= GIVEN TASK A =
Echo the passage of the MLisp article from "MLISP is a variant" up to and including "variables and functions.", word for word.

= DOCUMENT SEGMENT =
====

= MLisp =

Programming language

"MLisp" is also another name for Mocklisp, a stripped-down version of Lisp used as an extension language in Gosling Emacs.

MLISP is a variant of Lisp with an Algol-like syntax based on M-Expressions, which were the function syntax in the original description of Lisp by John McCarthy. McCarthy's M-expressions were never implemented in an exact form.

MLISP was first implemented for the IBM 360 by Horace Enea and then reimplemented for the PDP 10 by David Canfield Smith. This second implementation also supported a special kind of lambdas ("FEXPR"), which do not evaluate their arguments. As in Lisp-1 or Scheme, there was a single namespace for variables and functions.

While MLISP was just a preprocessor with an alternative, more reader-friendly syntax for Lisp, the descendant MLISP 2 introduced new concepts:

- interactive interpretation of programs instead of compilation
- extensibility with a syntax description language (see hygienic macros)

====

= RECORDED INFORMATION =
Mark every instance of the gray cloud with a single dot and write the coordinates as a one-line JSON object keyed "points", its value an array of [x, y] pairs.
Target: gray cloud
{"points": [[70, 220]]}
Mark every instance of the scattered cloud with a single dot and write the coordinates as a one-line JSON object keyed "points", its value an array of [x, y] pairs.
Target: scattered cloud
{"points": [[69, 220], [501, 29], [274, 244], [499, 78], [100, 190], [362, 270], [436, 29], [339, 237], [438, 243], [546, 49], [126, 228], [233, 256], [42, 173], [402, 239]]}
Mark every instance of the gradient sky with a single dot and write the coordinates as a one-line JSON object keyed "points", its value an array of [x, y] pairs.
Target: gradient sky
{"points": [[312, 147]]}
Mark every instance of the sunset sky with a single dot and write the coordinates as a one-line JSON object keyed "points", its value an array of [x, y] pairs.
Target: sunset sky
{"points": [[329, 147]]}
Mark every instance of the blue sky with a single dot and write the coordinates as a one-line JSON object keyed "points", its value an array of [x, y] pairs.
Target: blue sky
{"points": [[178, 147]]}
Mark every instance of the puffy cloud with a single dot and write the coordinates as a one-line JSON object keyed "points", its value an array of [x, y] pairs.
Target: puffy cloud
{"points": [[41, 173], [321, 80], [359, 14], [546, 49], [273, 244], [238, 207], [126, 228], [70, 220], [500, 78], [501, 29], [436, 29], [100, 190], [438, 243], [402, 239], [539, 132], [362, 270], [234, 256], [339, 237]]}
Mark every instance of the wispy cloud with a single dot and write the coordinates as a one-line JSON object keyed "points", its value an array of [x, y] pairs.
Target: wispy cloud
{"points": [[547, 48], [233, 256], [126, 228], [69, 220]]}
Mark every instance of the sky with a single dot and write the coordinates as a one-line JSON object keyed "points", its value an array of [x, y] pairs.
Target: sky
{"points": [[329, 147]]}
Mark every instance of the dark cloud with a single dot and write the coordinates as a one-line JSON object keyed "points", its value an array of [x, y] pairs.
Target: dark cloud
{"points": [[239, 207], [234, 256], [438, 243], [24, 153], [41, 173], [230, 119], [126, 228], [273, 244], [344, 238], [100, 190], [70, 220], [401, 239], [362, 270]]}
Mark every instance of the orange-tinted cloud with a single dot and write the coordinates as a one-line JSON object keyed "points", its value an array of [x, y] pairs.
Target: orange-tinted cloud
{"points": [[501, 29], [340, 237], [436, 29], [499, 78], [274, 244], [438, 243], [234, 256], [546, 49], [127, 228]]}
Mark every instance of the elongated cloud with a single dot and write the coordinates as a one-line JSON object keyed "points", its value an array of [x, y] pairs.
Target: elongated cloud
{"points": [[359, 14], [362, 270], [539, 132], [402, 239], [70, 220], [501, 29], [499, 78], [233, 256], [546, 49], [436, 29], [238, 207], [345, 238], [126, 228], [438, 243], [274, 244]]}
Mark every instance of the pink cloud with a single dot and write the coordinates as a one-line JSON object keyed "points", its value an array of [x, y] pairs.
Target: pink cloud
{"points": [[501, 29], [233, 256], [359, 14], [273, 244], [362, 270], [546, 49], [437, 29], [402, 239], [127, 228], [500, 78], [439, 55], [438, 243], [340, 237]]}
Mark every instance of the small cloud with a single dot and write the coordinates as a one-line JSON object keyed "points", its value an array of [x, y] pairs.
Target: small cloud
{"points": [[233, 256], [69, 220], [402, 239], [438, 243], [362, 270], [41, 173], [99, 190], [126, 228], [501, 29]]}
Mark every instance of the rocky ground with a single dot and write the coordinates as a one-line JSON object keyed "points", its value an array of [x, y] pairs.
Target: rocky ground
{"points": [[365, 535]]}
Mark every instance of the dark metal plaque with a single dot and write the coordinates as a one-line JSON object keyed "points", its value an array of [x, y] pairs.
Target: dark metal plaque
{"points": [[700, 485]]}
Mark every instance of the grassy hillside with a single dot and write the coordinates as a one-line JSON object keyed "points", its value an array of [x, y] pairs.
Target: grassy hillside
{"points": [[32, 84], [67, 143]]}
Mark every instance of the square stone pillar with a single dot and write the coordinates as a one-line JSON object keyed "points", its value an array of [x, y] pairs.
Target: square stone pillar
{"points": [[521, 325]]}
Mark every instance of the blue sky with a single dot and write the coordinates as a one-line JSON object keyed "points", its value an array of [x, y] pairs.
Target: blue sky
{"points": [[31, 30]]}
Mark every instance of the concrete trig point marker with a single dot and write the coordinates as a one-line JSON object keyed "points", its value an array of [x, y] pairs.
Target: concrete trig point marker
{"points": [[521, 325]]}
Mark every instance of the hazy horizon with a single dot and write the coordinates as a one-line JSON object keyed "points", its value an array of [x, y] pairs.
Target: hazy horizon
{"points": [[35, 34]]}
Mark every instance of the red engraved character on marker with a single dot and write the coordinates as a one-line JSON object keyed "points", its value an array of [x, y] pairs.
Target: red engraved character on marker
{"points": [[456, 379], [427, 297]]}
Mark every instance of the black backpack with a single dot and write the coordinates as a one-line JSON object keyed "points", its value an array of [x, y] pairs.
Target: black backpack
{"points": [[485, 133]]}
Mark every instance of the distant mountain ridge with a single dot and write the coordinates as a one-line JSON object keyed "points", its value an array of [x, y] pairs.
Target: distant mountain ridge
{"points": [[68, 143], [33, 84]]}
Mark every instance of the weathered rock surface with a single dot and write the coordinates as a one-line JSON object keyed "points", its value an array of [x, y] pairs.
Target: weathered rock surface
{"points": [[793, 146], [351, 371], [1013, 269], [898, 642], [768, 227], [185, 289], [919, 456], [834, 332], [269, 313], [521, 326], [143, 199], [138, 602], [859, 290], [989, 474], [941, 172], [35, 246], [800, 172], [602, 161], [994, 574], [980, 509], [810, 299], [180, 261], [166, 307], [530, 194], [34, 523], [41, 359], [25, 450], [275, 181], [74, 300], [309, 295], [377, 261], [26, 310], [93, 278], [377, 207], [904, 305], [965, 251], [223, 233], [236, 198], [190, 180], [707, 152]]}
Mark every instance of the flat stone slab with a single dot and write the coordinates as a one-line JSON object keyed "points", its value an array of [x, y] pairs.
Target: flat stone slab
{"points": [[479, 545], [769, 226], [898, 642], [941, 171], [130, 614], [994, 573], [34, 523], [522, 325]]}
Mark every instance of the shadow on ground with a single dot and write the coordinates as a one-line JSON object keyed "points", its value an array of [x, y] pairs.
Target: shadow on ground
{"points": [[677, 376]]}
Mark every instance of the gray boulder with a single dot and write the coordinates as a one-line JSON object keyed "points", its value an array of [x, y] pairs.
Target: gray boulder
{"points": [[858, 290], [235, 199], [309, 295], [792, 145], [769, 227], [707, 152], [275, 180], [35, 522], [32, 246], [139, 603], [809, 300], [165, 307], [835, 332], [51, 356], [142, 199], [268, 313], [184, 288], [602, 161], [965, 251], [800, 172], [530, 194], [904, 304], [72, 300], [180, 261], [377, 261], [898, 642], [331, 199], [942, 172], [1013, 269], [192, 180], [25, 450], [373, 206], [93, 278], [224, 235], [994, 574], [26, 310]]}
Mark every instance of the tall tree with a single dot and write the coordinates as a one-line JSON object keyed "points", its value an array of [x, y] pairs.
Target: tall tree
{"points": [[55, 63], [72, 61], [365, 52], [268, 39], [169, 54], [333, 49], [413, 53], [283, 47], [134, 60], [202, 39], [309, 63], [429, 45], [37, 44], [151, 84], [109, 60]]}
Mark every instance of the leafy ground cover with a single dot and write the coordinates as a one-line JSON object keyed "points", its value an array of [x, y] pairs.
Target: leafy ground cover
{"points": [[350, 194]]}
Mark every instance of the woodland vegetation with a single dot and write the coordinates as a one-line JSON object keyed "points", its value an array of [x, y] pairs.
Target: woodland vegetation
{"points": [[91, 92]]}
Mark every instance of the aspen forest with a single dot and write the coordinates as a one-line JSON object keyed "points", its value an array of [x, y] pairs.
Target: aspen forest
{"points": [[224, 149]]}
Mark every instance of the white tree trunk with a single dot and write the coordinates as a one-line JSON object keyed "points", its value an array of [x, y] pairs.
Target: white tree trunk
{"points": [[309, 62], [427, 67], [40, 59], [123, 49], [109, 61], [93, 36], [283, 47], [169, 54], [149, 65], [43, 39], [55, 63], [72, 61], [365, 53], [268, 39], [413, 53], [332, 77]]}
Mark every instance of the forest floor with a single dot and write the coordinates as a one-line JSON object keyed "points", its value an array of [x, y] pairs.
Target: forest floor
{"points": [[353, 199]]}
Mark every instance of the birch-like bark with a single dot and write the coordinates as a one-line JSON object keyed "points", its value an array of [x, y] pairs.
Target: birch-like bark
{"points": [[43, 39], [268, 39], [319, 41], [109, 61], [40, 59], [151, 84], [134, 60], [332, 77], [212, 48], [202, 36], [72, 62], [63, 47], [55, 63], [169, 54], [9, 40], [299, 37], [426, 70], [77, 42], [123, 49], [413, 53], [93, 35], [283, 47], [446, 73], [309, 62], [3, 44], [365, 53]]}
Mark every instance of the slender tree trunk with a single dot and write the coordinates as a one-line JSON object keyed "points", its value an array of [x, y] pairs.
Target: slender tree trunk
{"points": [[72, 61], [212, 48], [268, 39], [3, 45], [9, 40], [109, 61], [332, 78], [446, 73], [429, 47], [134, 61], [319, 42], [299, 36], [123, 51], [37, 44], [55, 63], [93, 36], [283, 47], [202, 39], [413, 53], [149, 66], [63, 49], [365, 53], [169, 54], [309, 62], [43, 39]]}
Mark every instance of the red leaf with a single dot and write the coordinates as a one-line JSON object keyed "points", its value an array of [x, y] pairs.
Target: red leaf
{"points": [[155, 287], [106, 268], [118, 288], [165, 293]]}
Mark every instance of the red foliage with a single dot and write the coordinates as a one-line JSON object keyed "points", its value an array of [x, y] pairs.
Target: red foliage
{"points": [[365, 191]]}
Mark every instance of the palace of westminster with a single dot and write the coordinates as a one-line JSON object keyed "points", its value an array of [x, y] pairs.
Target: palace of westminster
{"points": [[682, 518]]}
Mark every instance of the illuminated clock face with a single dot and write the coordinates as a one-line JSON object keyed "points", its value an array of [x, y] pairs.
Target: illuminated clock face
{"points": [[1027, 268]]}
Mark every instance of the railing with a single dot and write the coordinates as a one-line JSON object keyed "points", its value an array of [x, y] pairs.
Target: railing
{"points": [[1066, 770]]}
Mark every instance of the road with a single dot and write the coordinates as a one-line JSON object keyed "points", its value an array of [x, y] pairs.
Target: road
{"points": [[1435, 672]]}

====

= GIVEN TASK B =
In the records, duplicate the lines from the line with "Mark every instance of the scattered" up to and including the line with "Target: scattered cloud", keeping them identical.

= RIGHT ANSWER A =
MLISP is a variant of Lisp with an Algol-like syntax based on M-Expressions, which were the function syntax in the original description of Lisp by John McCarthy. McCarthy's M-expressions were never implemented in an exact form.

MLISP was first implemented for the IBM 360 by Horace Enea and then reimplemented for the PDP 10 by David Canfield Smith. This second implementation also supported a special kind of lambdas ("FEXPR"), which do not evaluate their arguments. As in Lisp-1 or Scheme, there was a single namespace for variables and functions.

= RIGHT ANSWER B =
Mark every instance of the scattered cloud with a single dot and write the coordinates as a one-line JSON object keyed "points", its value an array of [x, y] pairs.
Target: scattered cloud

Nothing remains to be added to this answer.